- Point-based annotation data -
-=-=-=-=-
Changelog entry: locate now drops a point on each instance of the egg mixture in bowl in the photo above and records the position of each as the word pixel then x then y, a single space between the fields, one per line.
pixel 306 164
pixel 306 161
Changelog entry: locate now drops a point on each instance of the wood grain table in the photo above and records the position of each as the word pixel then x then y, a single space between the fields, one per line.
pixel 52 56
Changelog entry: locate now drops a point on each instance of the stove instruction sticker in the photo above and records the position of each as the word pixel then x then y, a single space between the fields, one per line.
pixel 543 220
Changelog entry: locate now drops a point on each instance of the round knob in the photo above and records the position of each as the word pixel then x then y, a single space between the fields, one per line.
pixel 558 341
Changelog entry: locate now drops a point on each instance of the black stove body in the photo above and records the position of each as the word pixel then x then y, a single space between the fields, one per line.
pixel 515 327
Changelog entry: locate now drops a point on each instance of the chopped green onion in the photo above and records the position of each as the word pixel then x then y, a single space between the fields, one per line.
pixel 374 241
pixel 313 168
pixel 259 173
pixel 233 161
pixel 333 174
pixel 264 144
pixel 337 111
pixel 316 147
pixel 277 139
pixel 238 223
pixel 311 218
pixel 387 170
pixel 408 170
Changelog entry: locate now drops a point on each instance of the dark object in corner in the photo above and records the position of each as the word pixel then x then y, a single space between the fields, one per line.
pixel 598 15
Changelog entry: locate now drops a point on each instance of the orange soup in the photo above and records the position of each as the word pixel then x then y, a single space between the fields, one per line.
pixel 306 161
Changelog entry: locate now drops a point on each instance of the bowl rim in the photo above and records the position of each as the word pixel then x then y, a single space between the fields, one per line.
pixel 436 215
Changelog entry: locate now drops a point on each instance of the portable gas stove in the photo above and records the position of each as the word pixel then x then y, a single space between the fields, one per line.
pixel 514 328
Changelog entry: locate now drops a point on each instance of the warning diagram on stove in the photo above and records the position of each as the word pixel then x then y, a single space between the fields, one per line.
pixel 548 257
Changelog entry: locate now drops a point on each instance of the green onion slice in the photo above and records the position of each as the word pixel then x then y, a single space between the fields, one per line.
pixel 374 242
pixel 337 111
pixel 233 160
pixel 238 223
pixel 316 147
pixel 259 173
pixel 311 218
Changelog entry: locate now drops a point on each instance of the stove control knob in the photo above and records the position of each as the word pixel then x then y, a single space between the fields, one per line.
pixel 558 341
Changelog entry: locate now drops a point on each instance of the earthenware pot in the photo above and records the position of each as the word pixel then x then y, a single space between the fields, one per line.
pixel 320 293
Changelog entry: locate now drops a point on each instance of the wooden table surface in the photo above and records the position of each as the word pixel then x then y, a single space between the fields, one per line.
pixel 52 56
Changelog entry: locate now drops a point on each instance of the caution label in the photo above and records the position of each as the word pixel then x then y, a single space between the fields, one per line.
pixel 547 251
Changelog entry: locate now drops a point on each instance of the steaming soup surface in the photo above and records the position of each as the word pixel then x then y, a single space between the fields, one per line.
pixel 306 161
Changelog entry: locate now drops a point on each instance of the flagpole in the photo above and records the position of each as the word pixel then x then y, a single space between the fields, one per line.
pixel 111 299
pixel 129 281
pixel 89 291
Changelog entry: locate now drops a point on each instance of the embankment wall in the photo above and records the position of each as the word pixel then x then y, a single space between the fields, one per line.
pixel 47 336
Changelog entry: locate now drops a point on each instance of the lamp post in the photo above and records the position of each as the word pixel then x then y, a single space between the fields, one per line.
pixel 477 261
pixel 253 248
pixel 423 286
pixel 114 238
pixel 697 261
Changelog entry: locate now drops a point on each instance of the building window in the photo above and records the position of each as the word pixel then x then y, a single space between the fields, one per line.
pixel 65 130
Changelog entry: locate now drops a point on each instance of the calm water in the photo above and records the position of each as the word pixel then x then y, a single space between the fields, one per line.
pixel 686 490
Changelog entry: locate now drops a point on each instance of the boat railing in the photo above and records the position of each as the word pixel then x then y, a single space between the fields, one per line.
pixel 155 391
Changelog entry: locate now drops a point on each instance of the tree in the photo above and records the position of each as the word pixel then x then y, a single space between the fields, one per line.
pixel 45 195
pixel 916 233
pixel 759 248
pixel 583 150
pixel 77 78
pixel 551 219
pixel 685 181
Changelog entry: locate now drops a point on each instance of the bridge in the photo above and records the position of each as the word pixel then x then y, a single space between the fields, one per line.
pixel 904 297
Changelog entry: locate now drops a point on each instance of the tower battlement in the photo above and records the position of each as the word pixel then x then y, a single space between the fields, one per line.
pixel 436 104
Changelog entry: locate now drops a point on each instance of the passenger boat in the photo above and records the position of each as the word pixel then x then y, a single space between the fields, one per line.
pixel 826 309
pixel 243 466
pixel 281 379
-=-=-=-=-
- EXERCISE TASK -
Format the items above as a two-column CSV with the header row item,answer. Each item gets one row, with its text in the first field and its answer in the second, every field enclosed in double quotes and any line breaks replaced by spaces.

- CORRECT ANSWER -
item,answer
"Changelog entry: locate now drops a point on each instance of the egg mixture in bowl in the photo above and records the position of each as the word pixel then x then y, a single space between the fields, one per line.","pixel 306 164 pixel 306 161"
"Changelog entry: locate now drops a point on each instance of the wood grain table in the photo above and records the position of each as the word pixel then x then y, a single space between the fields, one per line.","pixel 52 56"
"Changelog entry: locate now drops a point on each instance of the stove instruction sticker in the photo above and records the position of each as the word pixel then x then y, a single space between the fields, one per line.","pixel 543 220"
"Changelog entry: locate now drops a point on each instance of the round knob in the photo above and records the position of each as the word pixel then x then y, a single space between the fields, one per line.","pixel 558 341"
"Changelog entry: locate now drops a point on each instance of the black stove body in the photo above and records the position of each as the word pixel then x then y, a single space between the fields, one per line.","pixel 515 327"
"Changelog entry: locate now drops a point on each instance of the chopped green onion in the photo above and records the position of each as the word pixel then x then y, a single space between the fields, one per line.","pixel 374 241 pixel 313 168 pixel 259 173 pixel 233 161 pixel 333 174 pixel 264 144 pixel 337 111 pixel 316 147 pixel 277 139 pixel 238 223 pixel 311 218 pixel 387 170 pixel 408 170"
"Changelog entry: locate now drops a point on each instance of the dark object in corner in the photo above and records the position of each as the word pixel then x then y, a single space between the fields, one per line.","pixel 598 15"
"Changelog entry: locate now drops a point on each instance of the orange soup in the photo above and records the position of each as the word pixel then x then y, a single space between the fields, one per line.","pixel 306 161"
"Changelog entry: locate now drops a point on each instance of the bowl rim in the photo above and records the position of each as the word pixel then x then y, a single space between the fields, one per line.","pixel 436 215"
"Changelog entry: locate now drops a point on each instance of the portable gas stove in the photo above and records the position of each as the word pixel then x then y, a single space between the fields, one per line.","pixel 514 328"
"Changelog entry: locate now drops a point on each instance of the warning diagram on stove in the photo above and records the position of each as the word pixel then x then y, a single space between the fields, one per line.","pixel 548 257"
"Changelog entry: locate now drops a point on each instance of the green onion slice in the photo above and records the position of each as the word pixel then x then y, a single space between the fields, one per line.","pixel 374 242 pixel 337 111 pixel 233 160 pixel 238 223 pixel 316 147 pixel 259 173 pixel 311 218"
"Changelog entry: locate now drops a point on each instance of the stove control knob in the photo above and records the position of each as the word pixel then x then y, a single space between the fields, one per line.","pixel 558 341"
"Changelog entry: locate now drops a point on each instance of the earthenware pot in the photo above and records the position of each as the word pixel then x then y, a single space between the fields, one per line.","pixel 320 293"
"Changelog entry: locate now drops a point on each instance of the wooden table surface in the photo above and records the position of each as the word pixel then x then y, a single space between the fields, one per line.","pixel 52 56"
"Changelog entry: locate now drops a point on each instance of the caution label in the photo above and records the position of each as the word pixel then x then y, a single space between the fields, one per line.","pixel 547 251"
"Changelog entry: locate now drops a point on each instance of the steaming soup surface in the photo above and records the position of each as the word pixel then x then y, a single space between the fields, one per line.","pixel 306 161"
"Changelog entry: locate now drops a point on each instance of the flagpole in the photo above and records the position of each as the word pixel then x then y, a single space between the fields, one per line.","pixel 111 299 pixel 129 281 pixel 89 291"
"Changelog entry: locate now drops a point on each instance of the embankment wall in the photo above and records the position of each as the word pixel then x then y, a single space between the fields, one per line.","pixel 47 336"
"Changelog entry: locate now drops a point on each instance of the lamp post in the photo above and records the position of each as the word pixel then x then y, a single space between the fields, one per line.","pixel 477 261 pixel 253 248 pixel 423 286 pixel 114 238 pixel 697 261"
"Changelog entry: locate now drops a point on each instance of the building window in the photo above and records the position of each as the word pixel then x then y, a single space between the fields, one per line.","pixel 65 130"
"Changelog entry: locate now drops a point on each instance of the calm water in the photo above and records the position of each as the word pixel then x then y, a single space between the fields, one per line.","pixel 686 490"
"Changelog entry: locate now drops a point on each instance of the boat railing in the photo above and records the position of each as the word pixel then x then y, a single space between the fields, one per line.","pixel 155 391"
"Changelog entry: locate now drops a point on each instance of the tree in the photo above and records the position of each as the word pixel then x then y, a single space between the fields, one per line.","pixel 45 195 pixel 916 233 pixel 759 248 pixel 583 150 pixel 77 78 pixel 551 219 pixel 685 181"
"Changelog entry: locate now drops a point on each instance of the bridge in the photo above and records the position of each as the word pixel then x then y, a single space between the fields, one per line.","pixel 904 297"
"Changelog entry: locate now drops a point on each instance of the tower battlement in the photo above and records the position of each as the word pixel then x then y, a single space between the fields, one per line.","pixel 436 104"
"Changelog entry: locate now drops a point on each instance of the passenger boat in the photo above and records the position of each as the word pixel then x then y, a single space between the fields, one per line.","pixel 826 309 pixel 243 466 pixel 281 379"